The Haber Process: How the Need For Bombs 100 Years Ago Has Saved Your Life
By Phillip Betts
You may have heard before about a water crisis– the fact that, currently, there simply isn’t enough clean, fresh water to sustain everybody in the world. Despite living on a planet mostly covered in water, so little of it is in a form that we can use for ourselves and our crops that we’ve managed to start running out. However, over a hundred years ago, humanity had an incredibly similar problem, and it was solved by scientist, not looking to save lives, but looking to take them.
You see, in order to survive, plants need nitrogen. Nitrogen is a key component in proteins, as well as in the molecule chlorophyll, both of which are absolutely necessary for plants to survive. And nitrogen is abundant on Earth- the air you’re breathing right now is 78% nitrogen. However, most of the nitrogen on Earth, including that in the atmosphere, is in the form of N2 gas. This form of nitrogen is so prevalent because it’s bonded together with an extremely stable nitrogen-nitrogen triple bond, the second strongest bond that any chemical can make. Due to this, nitrogen gas is almost completely inert, and it is impossible for plants to use this nitrogen in the formation of proteins and chlorophyll.

[Natural-language object grounding listing]
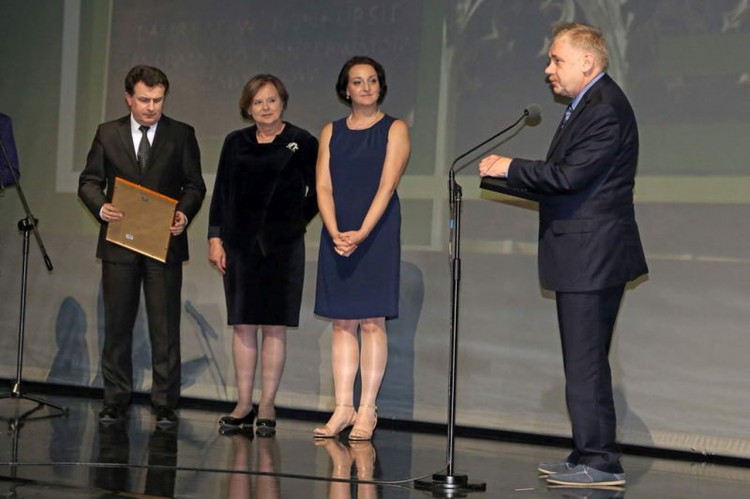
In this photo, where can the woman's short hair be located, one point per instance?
(343, 79)
(253, 86)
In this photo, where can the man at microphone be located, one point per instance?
(589, 244)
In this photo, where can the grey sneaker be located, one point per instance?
(555, 468)
(586, 476)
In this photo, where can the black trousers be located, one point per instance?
(121, 285)
(586, 323)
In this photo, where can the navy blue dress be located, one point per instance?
(366, 283)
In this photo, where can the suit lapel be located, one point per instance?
(564, 131)
(161, 137)
(127, 143)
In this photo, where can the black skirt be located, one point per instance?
(264, 289)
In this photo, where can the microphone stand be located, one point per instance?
(26, 225)
(449, 483)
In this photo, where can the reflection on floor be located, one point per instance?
(44, 455)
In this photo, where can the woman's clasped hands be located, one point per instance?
(345, 243)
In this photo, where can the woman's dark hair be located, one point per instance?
(149, 75)
(253, 86)
(343, 79)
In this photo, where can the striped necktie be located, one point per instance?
(566, 117)
(144, 148)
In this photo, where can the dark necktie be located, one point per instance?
(144, 148)
(566, 117)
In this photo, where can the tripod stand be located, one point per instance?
(450, 484)
(25, 225)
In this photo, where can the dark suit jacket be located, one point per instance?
(173, 170)
(264, 192)
(588, 236)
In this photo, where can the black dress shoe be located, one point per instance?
(165, 417)
(265, 427)
(245, 423)
(111, 414)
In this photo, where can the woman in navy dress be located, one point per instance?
(264, 196)
(360, 162)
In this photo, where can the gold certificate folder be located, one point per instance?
(147, 217)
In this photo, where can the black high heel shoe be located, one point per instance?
(265, 427)
(239, 424)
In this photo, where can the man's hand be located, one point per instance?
(178, 224)
(216, 255)
(494, 166)
(111, 213)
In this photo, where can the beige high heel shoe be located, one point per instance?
(362, 430)
(332, 432)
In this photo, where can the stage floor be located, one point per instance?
(44, 455)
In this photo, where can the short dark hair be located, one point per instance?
(584, 36)
(343, 79)
(149, 75)
(253, 86)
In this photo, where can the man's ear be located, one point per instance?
(588, 62)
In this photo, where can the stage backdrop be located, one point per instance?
(458, 71)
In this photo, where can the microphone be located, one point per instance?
(532, 112)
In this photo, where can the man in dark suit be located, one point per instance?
(161, 154)
(589, 244)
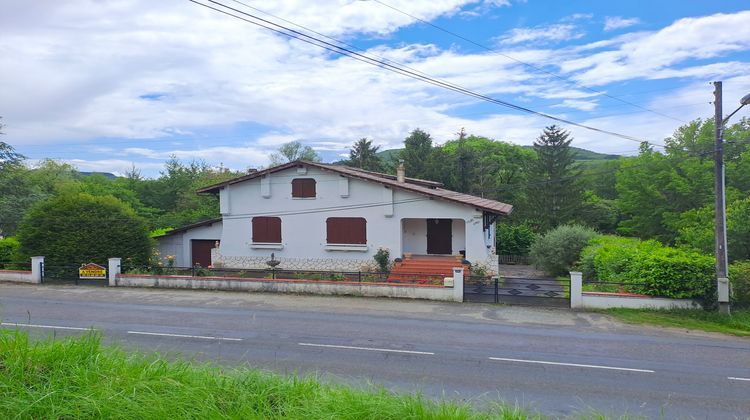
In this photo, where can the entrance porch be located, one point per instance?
(433, 236)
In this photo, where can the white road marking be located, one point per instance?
(541, 362)
(205, 337)
(57, 327)
(365, 348)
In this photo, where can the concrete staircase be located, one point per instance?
(424, 269)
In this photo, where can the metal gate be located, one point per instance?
(67, 274)
(548, 292)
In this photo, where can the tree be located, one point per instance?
(416, 153)
(364, 155)
(554, 197)
(75, 228)
(289, 152)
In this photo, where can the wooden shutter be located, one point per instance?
(346, 230)
(303, 188)
(267, 230)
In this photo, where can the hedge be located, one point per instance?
(648, 267)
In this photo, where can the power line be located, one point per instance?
(390, 67)
(537, 68)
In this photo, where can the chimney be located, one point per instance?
(401, 171)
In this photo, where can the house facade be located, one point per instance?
(315, 216)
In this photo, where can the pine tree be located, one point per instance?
(554, 196)
(364, 155)
(416, 153)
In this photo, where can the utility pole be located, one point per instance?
(722, 277)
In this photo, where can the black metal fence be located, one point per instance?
(517, 290)
(16, 265)
(514, 259)
(286, 274)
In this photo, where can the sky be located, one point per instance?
(110, 84)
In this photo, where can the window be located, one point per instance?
(267, 230)
(346, 230)
(303, 188)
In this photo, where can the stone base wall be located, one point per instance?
(315, 264)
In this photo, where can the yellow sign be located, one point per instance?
(92, 271)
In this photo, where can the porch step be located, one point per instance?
(425, 269)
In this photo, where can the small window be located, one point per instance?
(346, 230)
(267, 230)
(303, 188)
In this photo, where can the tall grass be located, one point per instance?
(80, 378)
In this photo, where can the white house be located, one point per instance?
(318, 216)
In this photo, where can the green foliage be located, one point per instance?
(383, 259)
(75, 228)
(9, 253)
(557, 251)
(648, 267)
(514, 239)
(416, 153)
(695, 228)
(555, 197)
(77, 377)
(739, 276)
(364, 155)
(289, 152)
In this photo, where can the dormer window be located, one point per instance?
(303, 188)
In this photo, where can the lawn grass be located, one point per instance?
(80, 378)
(693, 319)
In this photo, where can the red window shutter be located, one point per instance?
(303, 187)
(267, 229)
(346, 230)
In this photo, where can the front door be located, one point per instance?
(202, 251)
(439, 236)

• [Required work]
1. Could you give again, word for word, everything in the Haber process article from "The Haber Process: How" down to "to take them."?
2. According to the Haber process article, what percentage of the air is nitrogen?
3. Could you go on with the Haber process article, starting after its last sentence?

• [Your written answers]
1.
The Haber Process: How the Need For Bombs 100 Years Ago Has Saved Your Life
By Phillip Betts
You may have heard before about a water crisis– the fact that, currently, there simply isn’t enough clean, fresh water to sustain everybody in the world. Despite living on a planet mostly covered in water, so little of it is in a form that we can use for ourselves and our crops that we’ve managed to start running out. However, over a hundred years ago, humanity had an incredibly similar problem, and it was solved by scientist, not looking to save lives, but looking to take them.

2. 78%

3.
Now, being smart people, when humans invented agriculture thousands and thousands of years ago, they discovered a way to make their crops grow more efficiently- by spreading animal manure on them. As feces contains fixed nitrogen- nitrogen that can be broken down by plants- in it, these ancient peoples were inadvertently providing their crops with the nitrogen they needed to grow. However, as you may imagine, manure isn’t a very efficient way of providing nitrogen to plants, and as a result, throughout history, famine was inevitable.
By the time the 20th century began, it was known that nitrogen was essential for plant growth, and there were some ways to make sure that fixed nitrogen could be added to fertilizer. The most common way of doing so was harvesting saltpeter, a nitrogen-containing mineral, from caves in Chile and India. This made it possible to effectively manufacture fertilizers, but there began to be concern that the world might run out of these saltpeter deposits. However, there wouldn’t be any real attempt to alleviate this issue until the outbreak of World War 1.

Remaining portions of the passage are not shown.